» Work order 1
Write out the passage of the article on Maine lottery winners from "Most lottery winners" up to and including "willing to talk.".
» Work order 2
In the article on Maine lottery winners, how much did Margaret and Elmer Randall of Cherryfield win in October of 1994?
» Work order 3
Carry on the article about Maine lottery winners, starting after its last sentence.

» Reading text

.....

Most lottery winners crave privacy

Tuesday, May 16, 2006 posted 04:15 AM EDT

WATERVILLE -- Whatever other effects winning the lottery might have on Mainers, in the long term it certainly turns them into a reclusive lot.

If they hadn't moved out of state or changed their phone to an unlisted number, they either refused to answer their phone or return calls. Most of those who did talk quickly stopped for fear that additional publicity would invite a wave of long-lost relatives asking for handouts.

The most recent Megabucks winners, Edward Cardali Jr. and Regan Cardali of Oakland, changed their phone number and made themselves scarce after being awarded $8.45 million on Friday.

Only two of the 52 Maine residents who won the Megabucks jackpot between the years of 1993 and 1998 were available and willing to talk.

Margaret and Elmer Randall of Cherryfield won nearly $2.6 million in October of 1994. Upon winning, they did not take any exotic trips or make any extravagant purchases, Margaret Randall said.

"No, I'm too old," she said. "I'm 88 years old, and my health isn't too good."

Margaret Randall said that she gives about two-thirds of the money to her children and grandchildren. She still buys an occasional lottery ticket "when it gets up there," but has not since won any substantial prizes. As for the question of whether winning the jackpot had a positive effect on her life, Margaret Randall is noncommittal.

"I suppose," she said.

The Randalls' generosity to their relatives is fairly typical of lottery winners, according to a 1987 scholarly article published by the Journal of Gambling Studies.

"Contrary to popular beliefs, winners did not engage in lavish spending sprees and instead gave large amounts of their winnings to their children and their churches," the article reported. "The most common expenditures were for houses, automobiles and trips."

According to the journal, winners were found to be "well-adjusted, secure and generally happy from the experience."

.....

» Information supplied
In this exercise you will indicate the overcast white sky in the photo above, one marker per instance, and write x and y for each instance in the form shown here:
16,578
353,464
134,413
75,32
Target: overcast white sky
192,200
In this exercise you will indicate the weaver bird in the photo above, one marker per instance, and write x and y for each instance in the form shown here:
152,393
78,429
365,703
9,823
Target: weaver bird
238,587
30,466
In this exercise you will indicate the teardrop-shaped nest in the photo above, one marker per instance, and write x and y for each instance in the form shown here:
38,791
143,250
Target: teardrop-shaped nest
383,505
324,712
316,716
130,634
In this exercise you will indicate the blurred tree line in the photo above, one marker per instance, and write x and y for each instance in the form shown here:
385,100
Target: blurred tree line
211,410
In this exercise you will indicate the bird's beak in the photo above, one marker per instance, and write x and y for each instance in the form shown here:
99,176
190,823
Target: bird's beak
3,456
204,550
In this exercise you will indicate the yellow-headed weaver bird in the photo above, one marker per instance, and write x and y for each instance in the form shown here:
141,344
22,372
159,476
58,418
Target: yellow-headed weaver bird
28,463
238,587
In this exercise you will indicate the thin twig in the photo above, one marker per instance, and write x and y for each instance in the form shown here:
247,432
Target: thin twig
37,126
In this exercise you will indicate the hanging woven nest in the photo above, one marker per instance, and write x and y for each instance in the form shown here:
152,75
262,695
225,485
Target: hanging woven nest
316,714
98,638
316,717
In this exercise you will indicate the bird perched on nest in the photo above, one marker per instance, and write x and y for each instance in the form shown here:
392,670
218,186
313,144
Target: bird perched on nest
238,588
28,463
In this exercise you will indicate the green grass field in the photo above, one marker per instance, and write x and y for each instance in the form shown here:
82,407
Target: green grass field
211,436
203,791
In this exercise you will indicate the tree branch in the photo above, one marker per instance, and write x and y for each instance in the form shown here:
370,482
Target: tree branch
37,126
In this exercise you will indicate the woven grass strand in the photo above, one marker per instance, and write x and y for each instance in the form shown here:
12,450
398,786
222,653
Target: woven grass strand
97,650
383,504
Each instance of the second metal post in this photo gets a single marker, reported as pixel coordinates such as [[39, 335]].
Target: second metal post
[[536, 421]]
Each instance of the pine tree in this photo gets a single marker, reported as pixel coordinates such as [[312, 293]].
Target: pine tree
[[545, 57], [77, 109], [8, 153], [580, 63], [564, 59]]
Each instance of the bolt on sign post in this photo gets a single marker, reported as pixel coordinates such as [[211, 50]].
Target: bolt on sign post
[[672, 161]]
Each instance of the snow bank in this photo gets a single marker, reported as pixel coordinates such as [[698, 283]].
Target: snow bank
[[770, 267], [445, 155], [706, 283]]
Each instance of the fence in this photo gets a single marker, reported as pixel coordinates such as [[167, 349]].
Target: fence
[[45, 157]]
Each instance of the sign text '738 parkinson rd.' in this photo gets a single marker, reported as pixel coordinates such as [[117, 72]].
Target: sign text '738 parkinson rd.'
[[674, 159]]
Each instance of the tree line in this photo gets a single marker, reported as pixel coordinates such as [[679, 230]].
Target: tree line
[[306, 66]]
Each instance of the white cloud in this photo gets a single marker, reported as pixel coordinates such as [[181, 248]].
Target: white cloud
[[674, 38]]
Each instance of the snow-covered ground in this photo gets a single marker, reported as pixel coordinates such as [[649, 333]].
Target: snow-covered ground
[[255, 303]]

.....

» Answer space 1
Most lottery winners crave privacy

Tuesday, May 16, 2006 posted 04:15 AM EDT

WATERVILLE -- Whatever other effects winning the lottery might have on Mainers, in the long term it certainly turns them into a reclusive lot.

If they hadn't moved out of state or changed their phone to an unlisted number, they either refused to answer their phone or return calls. Most of those who did talk quickly stopped for fear that additional publicity would invite a wave of long-lost relatives asking for handouts.

The most recent Megabucks winners, Edward Cardali Jr. and Regan Cardali of Oakland, changed their phone number and made themselves scarce after being awarded $8.45 million on Friday.

Only two of the 52 Maine residents who won the Megabucks jackpot between the years of 1993 and 1998 were available and willing to talk.

» Answer space 2
Nearly $2.6 million.

» Answer space 3
However, another article from the International Journal of Psychiatry in Clinical Practice in 2002 followed the cases of two women who had won the lottery. The article, titled "Winning the Jackpot and Depression: Money Cannot Buy Happiness," reported that the two women were hospitalized for depression shortly after collecting their winnings. Both women recovered from the episode within four years, according to the article.

Johanna Colson, a retired woman who lives in Dover-Foxcroft, won $280,000 in a Megabucks jackpot in 1994. She said she uses her winnings, which are being issued to her over a 25-year period, largely to pay for prescription medications.

"We done some repair on the house, and I'm on a lot of medication, so it helps out a little," she said.

Colson said she still plays the lottery once a week, and sometimes twice, depending on how often she gets out of the house. She won an additional $1,000 in 1996.

A third lottery winner, Janet DeCosta of Weeks Mills, said she is enjoying the nearly $1.3 million she won a few months ago.

"You still don't believe it really happened," she said. "It's changed my life -- I don't have any money worries. We just went on a cruise; I've never done that before."

DeCosta said the first thought of her husband, Ernest DeCosta, was to buy a swingset for their grandchildren.

Her first thought was to pay off their house. On the whole, winning the lottery was good, DeCosta said.

"My husband retired. I was out of work anyways," she said. "I don't think anything else really has changed. I think we are the same people. It's died down, and life is back to normal."